▸ STATED TASK 1:
In the text on beatification and canonization, what term does the Greek New Testament use for the saints?
▸ STATED TASK 2:
Please resume the text on beatification and canonization, picking up right after its final sentence.

▸ TEXT EXTRACT:

□ □ □ □

It Means To Be Blessed
For many, even in the Church, the Catholic
practice of beatifying and canonizing is an enigma. Why does the Church do it? How does
the Church do it? What are the implications of being canonized, or in the case of
Jacinta and Francisca beatified?
First it should be noted that
according to the testimony of Sacred Scripture every Christian is a saint. The Greek New
Testament speaks in many places of the hagios (Acts
15:25, 31; Eph
1:3 and others). The Latin Vulgate speaks of the sancti, which is rendered in
some English translations as the saints and in others as the holy ones.
As St. Peter tells Christians, "you are a chosen race, a royal priesthood, a holy
nation, a people of his own, so that you may announce the praises of him who called you
out of darkness into his wonderful light." The saints are set apart by God through
baptism, filled with His divine life (the Kingdom of God within), and called to announce
that Kingdom's presence in the world to the whole human race. Thus it is that in the
Scriptural usage all of those baptized into Christ and in the state of grace can rightly
be called saints.
In another sense, stricter and more
technical, the saints are those in whom Christ's victory over sin, the devil and
death has not just begun, as it has in us, but has been completed. This is the case when the wayfaring state
of earthy life is concluded and the holiness of life attained in the pilgrim's state is
realized perfectly in heaven. Even while saying that no one is truly good but God (Mt
19:17), Christ called us to the perfection of goodness, of holiness, "be perfect
as the heavenly Father is perfect" (Mt
1:4), since nothing imperfect will enter into heaven (Rev
The early Church understood that only
the Christian who followed Christ perfectly would go immediately into the heavenly
Jerusalem. Others would enter the purifying fires of purgation "to be made
perfect," from which they would not depart until they had "paid the last
Cor 3:13, 15). Since perfection was conformity to Christ in His death, a process begun
at baptism, the martyr (literally, witness) for Christ was seen to have achieved the goal.

□ □ □ □

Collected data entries

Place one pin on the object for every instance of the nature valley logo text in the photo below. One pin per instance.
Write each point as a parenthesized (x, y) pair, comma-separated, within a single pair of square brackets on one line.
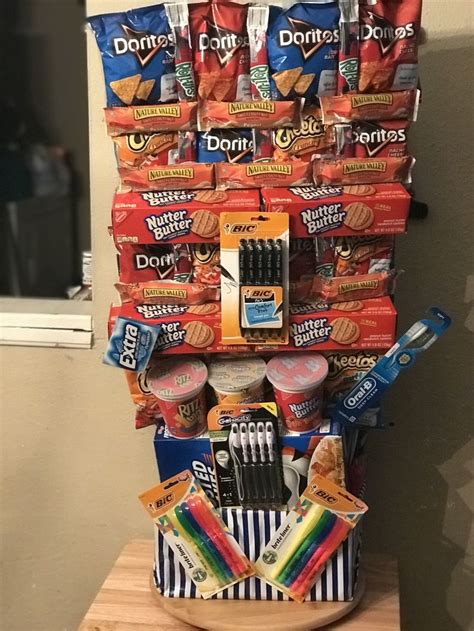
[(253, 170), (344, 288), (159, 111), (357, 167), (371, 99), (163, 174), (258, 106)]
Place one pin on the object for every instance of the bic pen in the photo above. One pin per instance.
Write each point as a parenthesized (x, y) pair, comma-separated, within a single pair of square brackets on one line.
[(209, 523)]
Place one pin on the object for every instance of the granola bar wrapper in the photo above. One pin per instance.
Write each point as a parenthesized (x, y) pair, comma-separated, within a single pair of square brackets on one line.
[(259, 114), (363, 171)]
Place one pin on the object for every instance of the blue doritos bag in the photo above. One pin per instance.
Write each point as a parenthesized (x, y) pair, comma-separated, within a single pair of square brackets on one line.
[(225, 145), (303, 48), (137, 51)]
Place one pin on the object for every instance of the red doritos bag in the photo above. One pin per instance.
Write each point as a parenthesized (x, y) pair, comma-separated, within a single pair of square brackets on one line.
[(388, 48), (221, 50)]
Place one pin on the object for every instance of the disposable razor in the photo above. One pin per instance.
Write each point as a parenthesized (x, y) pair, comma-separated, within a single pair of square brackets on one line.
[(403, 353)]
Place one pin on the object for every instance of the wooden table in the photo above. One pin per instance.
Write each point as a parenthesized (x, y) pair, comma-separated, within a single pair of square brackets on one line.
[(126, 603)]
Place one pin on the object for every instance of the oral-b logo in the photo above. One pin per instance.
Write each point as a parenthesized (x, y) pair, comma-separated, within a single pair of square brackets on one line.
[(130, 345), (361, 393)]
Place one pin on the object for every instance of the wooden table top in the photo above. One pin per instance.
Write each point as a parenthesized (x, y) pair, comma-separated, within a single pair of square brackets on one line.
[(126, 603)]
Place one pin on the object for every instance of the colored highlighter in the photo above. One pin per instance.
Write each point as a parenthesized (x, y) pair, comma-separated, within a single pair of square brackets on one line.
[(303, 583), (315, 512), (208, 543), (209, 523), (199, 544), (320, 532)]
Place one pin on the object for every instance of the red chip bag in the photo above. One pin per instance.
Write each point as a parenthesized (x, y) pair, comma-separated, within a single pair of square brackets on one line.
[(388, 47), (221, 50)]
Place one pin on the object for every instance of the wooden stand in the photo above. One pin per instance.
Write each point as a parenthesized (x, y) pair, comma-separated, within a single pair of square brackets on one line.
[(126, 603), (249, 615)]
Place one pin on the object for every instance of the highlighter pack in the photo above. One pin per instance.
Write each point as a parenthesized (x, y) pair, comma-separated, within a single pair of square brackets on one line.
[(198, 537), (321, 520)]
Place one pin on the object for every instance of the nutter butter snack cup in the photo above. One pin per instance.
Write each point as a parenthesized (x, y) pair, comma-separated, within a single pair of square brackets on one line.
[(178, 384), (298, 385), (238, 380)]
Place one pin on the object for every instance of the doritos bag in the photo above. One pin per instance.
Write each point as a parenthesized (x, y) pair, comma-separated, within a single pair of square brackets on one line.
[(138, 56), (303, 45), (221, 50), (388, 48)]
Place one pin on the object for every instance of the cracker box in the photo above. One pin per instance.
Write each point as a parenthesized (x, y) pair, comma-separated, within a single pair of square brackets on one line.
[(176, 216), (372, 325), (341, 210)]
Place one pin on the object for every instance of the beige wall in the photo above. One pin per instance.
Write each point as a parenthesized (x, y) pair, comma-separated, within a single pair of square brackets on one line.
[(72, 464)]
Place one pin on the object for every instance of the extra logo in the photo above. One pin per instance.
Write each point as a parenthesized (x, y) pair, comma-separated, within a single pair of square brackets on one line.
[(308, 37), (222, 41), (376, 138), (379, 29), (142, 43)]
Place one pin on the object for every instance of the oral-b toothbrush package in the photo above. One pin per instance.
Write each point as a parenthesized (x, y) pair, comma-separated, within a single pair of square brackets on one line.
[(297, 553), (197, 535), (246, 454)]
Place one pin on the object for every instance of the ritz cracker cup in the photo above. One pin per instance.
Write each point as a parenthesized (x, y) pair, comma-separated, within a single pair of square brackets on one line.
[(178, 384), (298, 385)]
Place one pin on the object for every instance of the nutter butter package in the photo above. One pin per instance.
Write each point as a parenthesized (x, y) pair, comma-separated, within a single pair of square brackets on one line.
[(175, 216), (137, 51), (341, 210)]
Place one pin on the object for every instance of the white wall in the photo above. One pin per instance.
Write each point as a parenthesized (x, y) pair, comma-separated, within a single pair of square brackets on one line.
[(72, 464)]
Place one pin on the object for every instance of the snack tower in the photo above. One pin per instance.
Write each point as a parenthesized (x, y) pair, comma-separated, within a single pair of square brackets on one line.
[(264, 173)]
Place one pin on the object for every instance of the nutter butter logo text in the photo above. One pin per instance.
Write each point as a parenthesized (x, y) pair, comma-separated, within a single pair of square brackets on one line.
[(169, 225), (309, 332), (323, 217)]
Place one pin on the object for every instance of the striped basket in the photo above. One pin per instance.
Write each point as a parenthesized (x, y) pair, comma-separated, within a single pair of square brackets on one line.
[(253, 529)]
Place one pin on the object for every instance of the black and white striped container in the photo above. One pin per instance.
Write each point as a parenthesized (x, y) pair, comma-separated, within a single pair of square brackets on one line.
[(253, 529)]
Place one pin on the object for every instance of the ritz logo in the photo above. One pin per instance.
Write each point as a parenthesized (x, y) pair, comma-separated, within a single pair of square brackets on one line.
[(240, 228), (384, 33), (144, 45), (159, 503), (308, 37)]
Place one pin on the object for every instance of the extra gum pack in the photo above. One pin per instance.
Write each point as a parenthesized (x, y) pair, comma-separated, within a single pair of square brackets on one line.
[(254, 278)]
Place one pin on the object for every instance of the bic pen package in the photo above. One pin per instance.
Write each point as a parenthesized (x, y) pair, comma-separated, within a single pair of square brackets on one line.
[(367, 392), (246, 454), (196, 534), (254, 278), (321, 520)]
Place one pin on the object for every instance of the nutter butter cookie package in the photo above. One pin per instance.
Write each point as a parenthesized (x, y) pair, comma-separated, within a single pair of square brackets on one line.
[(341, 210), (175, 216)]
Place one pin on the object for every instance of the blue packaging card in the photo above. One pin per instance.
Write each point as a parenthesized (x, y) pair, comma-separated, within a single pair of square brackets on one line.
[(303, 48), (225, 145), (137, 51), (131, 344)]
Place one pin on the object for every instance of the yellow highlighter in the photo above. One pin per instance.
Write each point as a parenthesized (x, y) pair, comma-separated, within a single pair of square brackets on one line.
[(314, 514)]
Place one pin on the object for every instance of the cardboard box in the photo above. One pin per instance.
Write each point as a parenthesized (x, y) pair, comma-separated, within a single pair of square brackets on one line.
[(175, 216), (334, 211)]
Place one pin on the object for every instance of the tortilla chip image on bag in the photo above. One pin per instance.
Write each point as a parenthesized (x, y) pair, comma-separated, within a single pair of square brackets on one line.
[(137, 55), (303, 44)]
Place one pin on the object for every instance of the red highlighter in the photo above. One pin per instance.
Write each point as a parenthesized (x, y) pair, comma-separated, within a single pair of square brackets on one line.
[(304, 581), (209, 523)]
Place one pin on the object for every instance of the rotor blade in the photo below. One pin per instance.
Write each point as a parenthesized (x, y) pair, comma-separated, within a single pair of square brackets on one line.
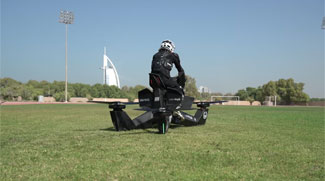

□ □ □ □

▸ TASK RESULT 1:
Hagios.

▸ TASK RESULT 2:
Thus, during the age of persecution (from Pentecost to 311 AD) esteem for those Christians
who had been killed in hatred of the faith (in odium fidei) lead them to extol
their example of heroic witness to Christ, to guard and preserve their relics (the
trophies of victory over death) and to celebrate the anniversary of their birthday
into eternal life. The Circular Letter of the Church of Smyrna on the Martyrdom of St.
Polycarp (155 AD) illustrates this esteem perfectly.
We have at last gathered his bones,
which are dearer to us than priceless gems and purer than gold, and laid them to rest
where it was befitting they should lie. And if it be possible for us to assemble again,
may God grant us to celebrate the birthday of his martyrdom with gladness, thus to recall
the memory of those who fought in the glorious combat, and to teach and strengthen by his
example, those who shall come after us.
Finally, the greatest tribute of
honor that could be rendered to the martyr was to have his or her name mentioned in the Canon
(or Eucharistic Prayer) of the Mass, accompanying the Lord in His Redemptive Sacrifice.
This was done on their feast day, the day of their entry into eternal life. The Roman
Canon (Eucharistic Prayer 1) retains the eloquent testimony of the Roman Church for the
Mother of the Lord, for the apostles, and the most significant martyrs of Rome and Italy.
"In union with the whole Church
...we honor Mary ... Peter and Paul, Andrew, James, John, Thomas, Philip, Bartholomew,
Matthew, Simon and Jude; we honor Linus, Cletus, Clement, Sixtus, Cornelius, Cyprian,
Lawrence, Chrysogonus, John and Paul, Cosmas and Damian." (Communicates)
"For ourselves, too, we ask some
share in the fellowship of your apostles and martyrs, with John the Baptist, Stephen,
Matthias, Barnabas, Ignatius, Alexander, Marcellinus, Peter, Felicity, Perpetua, Agatha,
Lucy, Agnes, Cecilia, Anastasia and all the saints." (Nobis quoque
Thus, in the early centuries of the
Church the popular acclaim of sanctity in the martyrs, the veneration of their relics, the
honoring of their names in private and liturgical prayer (with the consent of the local
bishop) canonized important witnesses to Christ in the universal, and the local,
Church, as examples of the perfect fidelity to which all Christians are called.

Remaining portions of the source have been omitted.